The Worst Question You Can Ask
The saying is, there’s no such thing as a bad question. But there’s one question, one we’ve all been asked and often hear, which really is the worst question.
The saying is, there’s no such thing as a bad question. But there’s one question, one we’ve all been asked and often hear, which really is the worst question.
A few years back I was at one of those events with lots of speakers. Imagine TED Talks, but with less science and self-help and lots more gormless self-promotion.
Seated next to me was a well-known designer. I could sense that during one talk he was getting quite irate. The speaker had done one of these “discovering human nature” kind of projects, going out into the world with a set of questions and then documenting, in a stylishly artful way, people’s responses. The problem was, the responses were trite, in a cheap greeting card kind of way.
Under his breath my designer friend blurted out,
“You are getting shit answers because you are asking stupid questions.”
The Quality Of Our Questions Matters
In childhood and at school we are often told, “There’s no such thing as a bad question.” At this stage of life, it’s helpful advice, since many kids are worried about speaking up and afraid of looking stupid in front of their peers. If this worry solidifies it can become a crippling fear of asking for help.
But as we get older, the quality of our questions starts to matter.
My friend the designer was becoming frustrated because a designer’s job involves asking hard, probing questions. The right combination of if, how and why can lead to breakthroughs and new ideas. Doctors are also masters at posing the smart question, working down from a vast range of possible diagnoses to something that can be treated.
Think of all the surveys you take. There’s an art to the way those questions are written, so they create data that can be useful. Or the difference between when an app or device asks you a question that makes sense, that you can easily act on, to when you get a request that seems to make life harder for no reason.
And every time you walk down the aisles of your supermarket, everything you see, from the design of the packages to the way they are laid out on the shelves, is the product of thousands and thousands of questions, little pieces of consumer research, which plays a part in this box being red instead of blue, or how big it is, or where it sits on a shelf.

○ ○ ○ ○

• Exercise details: In the passage on the worst question, list the words whose "right combination" the text says can lead to breakthroughs and new ideas.

(Saved entries)
○ ○ ○ ○

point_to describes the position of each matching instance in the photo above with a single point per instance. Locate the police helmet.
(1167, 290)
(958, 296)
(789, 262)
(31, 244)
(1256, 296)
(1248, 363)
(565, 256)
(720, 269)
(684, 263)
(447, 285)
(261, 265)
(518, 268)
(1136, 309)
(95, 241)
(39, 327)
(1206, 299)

○ ○ ○ ○

• Answer box: if, how, why